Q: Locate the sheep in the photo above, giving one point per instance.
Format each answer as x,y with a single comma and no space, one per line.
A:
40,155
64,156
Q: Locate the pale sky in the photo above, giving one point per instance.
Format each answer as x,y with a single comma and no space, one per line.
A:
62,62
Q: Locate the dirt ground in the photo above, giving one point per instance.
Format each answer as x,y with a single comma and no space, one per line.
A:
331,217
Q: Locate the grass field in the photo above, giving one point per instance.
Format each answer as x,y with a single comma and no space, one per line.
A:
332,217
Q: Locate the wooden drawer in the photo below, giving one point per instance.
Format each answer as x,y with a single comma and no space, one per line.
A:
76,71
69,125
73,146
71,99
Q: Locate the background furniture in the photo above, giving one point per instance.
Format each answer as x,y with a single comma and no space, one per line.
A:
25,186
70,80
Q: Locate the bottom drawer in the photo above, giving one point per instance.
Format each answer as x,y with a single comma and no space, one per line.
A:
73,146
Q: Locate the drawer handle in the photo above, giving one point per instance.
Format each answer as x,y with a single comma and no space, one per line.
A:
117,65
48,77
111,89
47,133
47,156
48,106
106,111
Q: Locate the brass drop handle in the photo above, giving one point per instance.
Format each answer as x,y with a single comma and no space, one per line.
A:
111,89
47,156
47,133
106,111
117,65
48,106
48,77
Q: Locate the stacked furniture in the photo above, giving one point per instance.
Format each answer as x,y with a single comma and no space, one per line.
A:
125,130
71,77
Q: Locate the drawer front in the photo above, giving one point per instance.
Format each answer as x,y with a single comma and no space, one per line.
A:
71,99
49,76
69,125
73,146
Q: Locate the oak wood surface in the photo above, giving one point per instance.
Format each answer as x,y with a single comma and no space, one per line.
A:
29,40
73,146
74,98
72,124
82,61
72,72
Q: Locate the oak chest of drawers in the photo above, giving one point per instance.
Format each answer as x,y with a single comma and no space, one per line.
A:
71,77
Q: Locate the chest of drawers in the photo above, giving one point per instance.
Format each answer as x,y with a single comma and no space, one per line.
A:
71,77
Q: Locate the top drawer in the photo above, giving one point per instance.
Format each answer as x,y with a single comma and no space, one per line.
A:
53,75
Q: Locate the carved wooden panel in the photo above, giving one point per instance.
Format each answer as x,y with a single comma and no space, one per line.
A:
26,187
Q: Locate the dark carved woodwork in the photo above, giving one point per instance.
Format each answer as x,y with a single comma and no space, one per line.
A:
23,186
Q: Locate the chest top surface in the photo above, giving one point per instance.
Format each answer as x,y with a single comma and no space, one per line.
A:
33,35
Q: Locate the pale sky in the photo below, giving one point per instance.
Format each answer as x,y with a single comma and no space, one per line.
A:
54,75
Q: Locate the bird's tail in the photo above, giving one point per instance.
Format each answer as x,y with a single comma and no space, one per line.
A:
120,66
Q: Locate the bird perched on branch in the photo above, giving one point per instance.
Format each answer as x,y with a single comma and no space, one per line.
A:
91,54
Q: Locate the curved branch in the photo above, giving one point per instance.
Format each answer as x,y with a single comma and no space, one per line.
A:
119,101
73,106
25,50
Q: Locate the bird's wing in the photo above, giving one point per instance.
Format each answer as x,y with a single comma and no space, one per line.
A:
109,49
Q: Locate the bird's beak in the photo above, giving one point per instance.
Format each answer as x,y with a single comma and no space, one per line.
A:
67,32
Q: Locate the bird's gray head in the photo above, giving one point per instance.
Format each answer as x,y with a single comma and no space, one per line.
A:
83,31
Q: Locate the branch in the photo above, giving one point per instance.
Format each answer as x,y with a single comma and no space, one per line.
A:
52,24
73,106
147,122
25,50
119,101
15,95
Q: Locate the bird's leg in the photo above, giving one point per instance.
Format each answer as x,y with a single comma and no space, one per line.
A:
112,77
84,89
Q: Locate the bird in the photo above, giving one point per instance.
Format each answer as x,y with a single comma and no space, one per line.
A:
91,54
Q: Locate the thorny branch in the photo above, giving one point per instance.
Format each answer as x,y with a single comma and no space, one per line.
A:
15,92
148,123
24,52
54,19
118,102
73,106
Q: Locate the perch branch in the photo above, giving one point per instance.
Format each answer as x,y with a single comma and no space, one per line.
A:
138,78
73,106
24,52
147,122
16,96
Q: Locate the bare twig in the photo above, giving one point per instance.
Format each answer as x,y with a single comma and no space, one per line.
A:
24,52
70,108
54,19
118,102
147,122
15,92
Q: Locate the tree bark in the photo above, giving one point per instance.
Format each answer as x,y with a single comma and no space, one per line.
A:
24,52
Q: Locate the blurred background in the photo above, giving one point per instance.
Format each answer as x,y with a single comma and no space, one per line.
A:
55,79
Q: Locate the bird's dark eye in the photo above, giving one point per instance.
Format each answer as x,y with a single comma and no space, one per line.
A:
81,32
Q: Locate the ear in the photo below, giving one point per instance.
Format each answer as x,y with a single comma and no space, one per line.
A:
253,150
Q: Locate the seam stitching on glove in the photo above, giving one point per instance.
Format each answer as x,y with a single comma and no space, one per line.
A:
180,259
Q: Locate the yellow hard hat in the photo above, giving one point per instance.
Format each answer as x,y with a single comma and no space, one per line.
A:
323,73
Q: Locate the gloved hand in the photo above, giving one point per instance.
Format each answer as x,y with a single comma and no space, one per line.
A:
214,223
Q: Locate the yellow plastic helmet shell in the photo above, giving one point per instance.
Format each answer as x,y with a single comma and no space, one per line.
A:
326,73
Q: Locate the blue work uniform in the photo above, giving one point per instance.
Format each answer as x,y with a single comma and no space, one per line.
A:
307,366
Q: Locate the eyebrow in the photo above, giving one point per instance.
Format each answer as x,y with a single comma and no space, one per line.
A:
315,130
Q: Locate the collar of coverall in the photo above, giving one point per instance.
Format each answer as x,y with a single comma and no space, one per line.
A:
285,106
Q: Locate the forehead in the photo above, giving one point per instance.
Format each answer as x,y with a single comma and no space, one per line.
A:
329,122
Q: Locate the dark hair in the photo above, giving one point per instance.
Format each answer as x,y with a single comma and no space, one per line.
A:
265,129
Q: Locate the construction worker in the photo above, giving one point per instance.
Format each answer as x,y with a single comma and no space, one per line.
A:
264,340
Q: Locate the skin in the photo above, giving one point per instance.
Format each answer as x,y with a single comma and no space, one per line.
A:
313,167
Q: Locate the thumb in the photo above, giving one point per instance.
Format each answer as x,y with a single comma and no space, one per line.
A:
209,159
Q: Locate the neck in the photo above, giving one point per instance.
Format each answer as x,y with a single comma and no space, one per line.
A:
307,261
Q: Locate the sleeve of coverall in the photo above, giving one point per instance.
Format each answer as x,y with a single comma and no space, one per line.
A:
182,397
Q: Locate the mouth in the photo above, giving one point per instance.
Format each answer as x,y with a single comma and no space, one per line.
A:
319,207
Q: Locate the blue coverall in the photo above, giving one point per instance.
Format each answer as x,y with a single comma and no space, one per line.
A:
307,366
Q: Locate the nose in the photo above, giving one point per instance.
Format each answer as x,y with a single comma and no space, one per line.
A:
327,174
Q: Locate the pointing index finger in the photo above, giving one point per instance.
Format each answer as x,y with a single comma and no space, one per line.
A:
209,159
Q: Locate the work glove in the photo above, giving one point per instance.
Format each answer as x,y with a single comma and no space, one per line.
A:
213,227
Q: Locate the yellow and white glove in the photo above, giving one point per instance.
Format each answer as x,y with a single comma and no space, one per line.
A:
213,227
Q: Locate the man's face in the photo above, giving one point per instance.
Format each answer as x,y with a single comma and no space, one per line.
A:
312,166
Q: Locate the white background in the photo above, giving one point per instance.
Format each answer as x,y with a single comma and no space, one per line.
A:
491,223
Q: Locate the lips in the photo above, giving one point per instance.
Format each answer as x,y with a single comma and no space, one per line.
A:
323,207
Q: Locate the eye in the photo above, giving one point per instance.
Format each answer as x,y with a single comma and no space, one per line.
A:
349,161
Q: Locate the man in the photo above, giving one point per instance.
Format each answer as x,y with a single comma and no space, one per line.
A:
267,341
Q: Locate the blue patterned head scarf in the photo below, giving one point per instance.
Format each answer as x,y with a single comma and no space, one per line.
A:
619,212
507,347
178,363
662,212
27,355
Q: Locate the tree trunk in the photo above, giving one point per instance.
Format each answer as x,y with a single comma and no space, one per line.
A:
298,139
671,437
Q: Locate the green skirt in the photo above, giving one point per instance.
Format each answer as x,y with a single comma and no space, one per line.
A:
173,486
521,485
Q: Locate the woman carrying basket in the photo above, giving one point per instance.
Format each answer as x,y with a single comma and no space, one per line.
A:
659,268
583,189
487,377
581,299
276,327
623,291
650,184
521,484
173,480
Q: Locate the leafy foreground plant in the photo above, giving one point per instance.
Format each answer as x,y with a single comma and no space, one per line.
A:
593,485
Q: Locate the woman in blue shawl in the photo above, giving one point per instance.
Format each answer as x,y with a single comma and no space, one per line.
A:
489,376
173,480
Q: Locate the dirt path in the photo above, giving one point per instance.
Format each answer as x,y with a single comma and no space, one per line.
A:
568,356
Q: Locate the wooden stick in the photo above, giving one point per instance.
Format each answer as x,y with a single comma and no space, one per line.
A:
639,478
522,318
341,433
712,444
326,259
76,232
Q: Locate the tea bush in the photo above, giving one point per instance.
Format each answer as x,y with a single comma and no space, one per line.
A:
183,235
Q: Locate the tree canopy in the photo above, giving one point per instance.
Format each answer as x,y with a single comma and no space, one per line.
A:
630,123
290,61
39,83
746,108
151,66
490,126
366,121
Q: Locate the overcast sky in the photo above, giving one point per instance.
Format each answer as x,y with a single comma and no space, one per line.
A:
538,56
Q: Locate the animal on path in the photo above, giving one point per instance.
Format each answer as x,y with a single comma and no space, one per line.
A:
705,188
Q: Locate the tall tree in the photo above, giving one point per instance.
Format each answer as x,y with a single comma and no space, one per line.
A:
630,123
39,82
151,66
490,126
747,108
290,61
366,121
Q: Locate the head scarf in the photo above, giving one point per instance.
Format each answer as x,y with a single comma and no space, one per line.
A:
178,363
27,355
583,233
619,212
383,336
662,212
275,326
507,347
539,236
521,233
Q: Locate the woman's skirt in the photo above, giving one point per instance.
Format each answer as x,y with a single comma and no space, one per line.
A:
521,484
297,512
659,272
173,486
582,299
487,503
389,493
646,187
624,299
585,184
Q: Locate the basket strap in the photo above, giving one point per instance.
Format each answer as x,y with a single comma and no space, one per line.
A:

##########

- [AIM]:
Could you recast the lines of the items above, from the line containing "Q: Locate the dirt path" through the last line of the items, as a JSON list of strings with one string per line and blank lines omitted?

- [REPLY]:
[
  "Q: Locate the dirt path in the photo above, giving one point per instance.",
  "Format each answer as x,y with a single comma and no space, one per line.",
  "A:",
  "568,356",
  "Q: Locate the wooden stick in the photo above, giving one point per instance.",
  "Format each answer as x,y with a single comma and no space, one per line.",
  "A:",
  "639,478",
  "522,318",
  "341,433",
  "712,444",
  "326,259",
  "76,232",
  "Q: Locate the tea bush in the photo above, giving one point per instance.",
  "Format each answer as x,y with a single comma and no space, one per line.",
  "A:",
  "183,235",
  "Q: Locate the tree canopy in the photo above, giving one point per instance.",
  "Format each answer as x,y with a single comma and no space, one per line.",
  "A:",
  "630,123",
  "290,61",
  "39,83",
  "746,108",
  "151,66",
  "490,126",
  "366,121",
  "Q: Locate the overcast sky in the photo above, giving one point per instance.",
  "Format each answer as x,y with a single comma and no space, one per line.",
  "A:",
  "538,56",
  "Q: Locate the animal on path in the photo above, giving one point per instance.",
  "Format each answer as x,y with a single comma and no space, one per line.",
  "A:",
  "705,188",
  "Q: Locate the tall tree in the photo above, giving one point per instance.",
  "Format each answer as x,y with a single comma and no space, one per line.",
  "A:",
  "630,123",
  "39,82",
  "151,66",
  "490,126",
  "747,108",
  "290,61",
  "366,121",
  "Q: Locate the head scarf in the photo above, giving one point per instance.",
  "Format each answer as x,y with a single comma and no space, one per line.",
  "A:",
  "178,363",
  "27,355",
  "583,233",
  "619,212",
  "383,336",
  "662,212",
  "275,326",
  "507,347",
  "539,236",
  "521,233",
  "Q: Locate the woman's skirt in the photo above, giving one point per instance.",
  "Format each answer as x,y with a single comma and no space, one per line.",
  "A:",
  "521,484",
  "297,512",
  "659,272",
  "173,486",
  "582,299",
  "487,503",
  "389,493",
  "646,187",
  "624,299",
  "585,184",
  "Q: Locate the basket strap in the photo above, giving one point per instance.",
  "Format each answer as x,y with a single comma and no space, one per line.",
  "A:"
]